GIVEN PROBLEM: Turn the data below into a Markdown table with one row per line, omitting blank lines. Use two columns: Row, holding the row number, and Line, holding the line itself.

PROVIDED RECORDS:
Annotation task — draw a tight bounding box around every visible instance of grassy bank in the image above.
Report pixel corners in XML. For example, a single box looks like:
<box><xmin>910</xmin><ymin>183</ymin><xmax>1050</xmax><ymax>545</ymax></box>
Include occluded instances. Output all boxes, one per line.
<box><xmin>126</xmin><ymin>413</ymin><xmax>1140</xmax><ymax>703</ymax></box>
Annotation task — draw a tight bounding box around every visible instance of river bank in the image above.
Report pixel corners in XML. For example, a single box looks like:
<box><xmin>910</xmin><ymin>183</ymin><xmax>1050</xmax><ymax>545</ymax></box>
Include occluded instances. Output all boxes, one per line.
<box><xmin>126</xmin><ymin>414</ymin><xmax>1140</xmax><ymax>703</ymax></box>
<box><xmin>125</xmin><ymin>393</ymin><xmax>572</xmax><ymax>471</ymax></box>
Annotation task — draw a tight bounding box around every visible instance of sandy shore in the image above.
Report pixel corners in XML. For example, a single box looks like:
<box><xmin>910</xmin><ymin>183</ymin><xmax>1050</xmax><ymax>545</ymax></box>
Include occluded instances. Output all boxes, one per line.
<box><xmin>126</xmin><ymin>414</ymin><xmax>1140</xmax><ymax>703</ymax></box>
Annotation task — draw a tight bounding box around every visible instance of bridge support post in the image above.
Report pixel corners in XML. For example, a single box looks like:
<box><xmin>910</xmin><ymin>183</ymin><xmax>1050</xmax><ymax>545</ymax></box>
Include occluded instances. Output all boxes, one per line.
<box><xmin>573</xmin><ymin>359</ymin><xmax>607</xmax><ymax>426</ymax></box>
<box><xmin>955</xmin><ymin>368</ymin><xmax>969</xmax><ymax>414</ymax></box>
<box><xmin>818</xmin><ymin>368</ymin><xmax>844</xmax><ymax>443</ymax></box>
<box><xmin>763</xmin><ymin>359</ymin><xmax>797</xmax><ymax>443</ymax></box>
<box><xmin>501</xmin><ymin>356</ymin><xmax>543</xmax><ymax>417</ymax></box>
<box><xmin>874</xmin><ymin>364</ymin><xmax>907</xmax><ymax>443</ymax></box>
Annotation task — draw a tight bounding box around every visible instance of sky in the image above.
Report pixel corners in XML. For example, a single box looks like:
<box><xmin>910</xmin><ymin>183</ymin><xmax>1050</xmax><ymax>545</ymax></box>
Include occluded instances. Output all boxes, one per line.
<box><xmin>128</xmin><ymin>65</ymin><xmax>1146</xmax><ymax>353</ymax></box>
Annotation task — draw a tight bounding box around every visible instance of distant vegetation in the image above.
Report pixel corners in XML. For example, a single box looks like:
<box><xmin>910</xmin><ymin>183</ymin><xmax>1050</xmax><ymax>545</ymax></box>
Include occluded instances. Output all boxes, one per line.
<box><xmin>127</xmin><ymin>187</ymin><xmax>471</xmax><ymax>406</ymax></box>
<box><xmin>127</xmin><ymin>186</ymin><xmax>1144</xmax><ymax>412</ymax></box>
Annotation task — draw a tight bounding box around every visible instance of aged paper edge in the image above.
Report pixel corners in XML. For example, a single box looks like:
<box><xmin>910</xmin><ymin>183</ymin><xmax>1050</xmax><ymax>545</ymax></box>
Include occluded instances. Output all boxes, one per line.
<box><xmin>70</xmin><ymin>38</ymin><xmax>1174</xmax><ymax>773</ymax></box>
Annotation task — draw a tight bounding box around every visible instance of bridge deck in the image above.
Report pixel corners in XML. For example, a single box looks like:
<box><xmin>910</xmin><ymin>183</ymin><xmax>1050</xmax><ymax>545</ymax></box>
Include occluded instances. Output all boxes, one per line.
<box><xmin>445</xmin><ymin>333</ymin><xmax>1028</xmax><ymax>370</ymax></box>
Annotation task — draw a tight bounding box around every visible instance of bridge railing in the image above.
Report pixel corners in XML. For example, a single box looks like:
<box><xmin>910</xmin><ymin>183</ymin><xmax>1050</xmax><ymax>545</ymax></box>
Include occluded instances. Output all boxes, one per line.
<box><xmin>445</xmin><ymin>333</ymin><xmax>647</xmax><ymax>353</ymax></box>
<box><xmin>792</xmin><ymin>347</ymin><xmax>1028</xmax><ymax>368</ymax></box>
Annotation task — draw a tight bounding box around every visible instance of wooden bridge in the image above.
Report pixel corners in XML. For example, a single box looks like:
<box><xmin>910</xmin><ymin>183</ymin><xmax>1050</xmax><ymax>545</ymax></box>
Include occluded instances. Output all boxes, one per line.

WRITTEN ANSWER:
| Row | Line |
|---|---|
| 1 | Annotation task — draw a tight bounding box around every visible instance of grassy bank in the image above. |
| 2 | Report pixel corners in XML. For example, a single box looks like: |
| 3 | <box><xmin>910</xmin><ymin>183</ymin><xmax>1050</xmax><ymax>545</ymax></box> |
| 4 | Include occluded instances. Output all boxes, one per line. |
| 5 | <box><xmin>126</xmin><ymin>413</ymin><xmax>1140</xmax><ymax>703</ymax></box> |
| 6 | Annotation task — draw a tight bounding box around every visible instance of river bank in the image above. |
| 7 | Report pixel corners in XML. For example, a single box looks like: |
| 8 | <box><xmin>910</xmin><ymin>183</ymin><xmax>1050</xmax><ymax>545</ymax></box> |
| 9 | Include occluded instances. Output all boxes, one per line. |
| 10 | <box><xmin>126</xmin><ymin>414</ymin><xmax>1140</xmax><ymax>703</ymax></box> |
| 11 | <box><xmin>125</xmin><ymin>393</ymin><xmax>572</xmax><ymax>471</ymax></box> |
| 12 | Annotation task — draw a tight bounding box around every visible instance of sandy shore in the image above. |
| 13 | Report pixel corners in XML. For example, a single box looks like: |
| 14 | <box><xmin>910</xmin><ymin>183</ymin><xmax>1050</xmax><ymax>545</ymax></box> |
| 15 | Include occluded instances. Output all boxes, one per line. |
| 16 | <box><xmin>126</xmin><ymin>414</ymin><xmax>1140</xmax><ymax>703</ymax></box> |
| 17 | Annotation task — draw a tight bounding box around every visible instance of bridge support post in the image above. |
| 18 | Report pixel corners in XML. For example, a single box looks like: |
| 19 | <box><xmin>910</xmin><ymin>183</ymin><xmax>1050</xmax><ymax>545</ymax></box> |
| 20 | Include occluded instances. Output all boxes, one per line. |
| 21 | <box><xmin>573</xmin><ymin>359</ymin><xmax>607</xmax><ymax>426</ymax></box> |
| 22 | <box><xmin>955</xmin><ymin>368</ymin><xmax>969</xmax><ymax>414</ymax></box> |
| 23 | <box><xmin>818</xmin><ymin>368</ymin><xmax>844</xmax><ymax>443</ymax></box> |
| 24 | <box><xmin>763</xmin><ymin>359</ymin><xmax>797</xmax><ymax>443</ymax></box> |
| 25 | <box><xmin>501</xmin><ymin>356</ymin><xmax>543</xmax><ymax>417</ymax></box> |
| 26 | <box><xmin>874</xmin><ymin>364</ymin><xmax>907</xmax><ymax>443</ymax></box> |
| 27 | Annotation task — draw a tight bounding box around every visible instance of sky in the image above. |
| 28 | Report pixel corners in XML. For example, a single box looks like: |
| 29 | <box><xmin>910</xmin><ymin>183</ymin><xmax>1050</xmax><ymax>545</ymax></box> |
| 30 | Include occluded instances. Output all boxes, one per line. |
| 31 | <box><xmin>128</xmin><ymin>65</ymin><xmax>1146</xmax><ymax>353</ymax></box> |
| 32 | Annotation task — draw a tight bounding box around every visible instance of distant vegetation in the image above. |
| 33 | Report pixel corners in XML. For example, a single box looks like: |
| 34 | <box><xmin>910</xmin><ymin>183</ymin><xmax>1050</xmax><ymax>545</ymax></box> |
| 35 | Include occluded instances. Output all boxes, one per line. |
| 36 | <box><xmin>127</xmin><ymin>187</ymin><xmax>471</xmax><ymax>406</ymax></box> |
| 37 | <box><xmin>127</xmin><ymin>186</ymin><xmax>1144</xmax><ymax>412</ymax></box> |
| 38 | Annotation task — draw a tight bounding box around every visible instance of aged paper edge in the image above. |
| 39 | Report pixel corners in XML. For example, a single box looks like: |
| 40 | <box><xmin>910</xmin><ymin>183</ymin><xmax>1050</xmax><ymax>545</ymax></box> |
| 41 | Include occluded instances. Output all boxes, one per line. |
| 42 | <box><xmin>70</xmin><ymin>38</ymin><xmax>1174</xmax><ymax>773</ymax></box> |
| 43 | Annotation task — draw a tight bounding box around every visible instance of bridge deck in the image above. |
| 44 | Report pixel corners in XML. For example, a single box looks like: |
| 45 | <box><xmin>910</xmin><ymin>183</ymin><xmax>1050</xmax><ymax>545</ymax></box> |
| 46 | Include occluded instances. Output all boxes, one per line. |
| 47 | <box><xmin>445</xmin><ymin>333</ymin><xmax>1028</xmax><ymax>370</ymax></box> |
| 48 | Annotation task — draw a tight bounding box around every visible instance of bridge railing in the image above. |
| 49 | Report pixel corners in XML. For example, a single box looks like: |
| 50 | <box><xmin>910</xmin><ymin>183</ymin><xmax>1050</xmax><ymax>545</ymax></box> |
| 51 | Include occluded instances. Output all boxes, one per line. |
| 52 | <box><xmin>445</xmin><ymin>333</ymin><xmax>647</xmax><ymax>353</ymax></box> |
| 53 | <box><xmin>792</xmin><ymin>347</ymin><xmax>1028</xmax><ymax>368</ymax></box> |
| 54 | Annotation task — draw a tight bounding box around every visible instance of wooden bridge in the image above. |
| 55 | Report pixel corners in XML. For example, a single box looks like: |
| 56 | <box><xmin>910</xmin><ymin>183</ymin><xmax>1050</xmax><ymax>545</ymax></box> |
| 57 | Include occluded instances. Output all boxes, one per line. |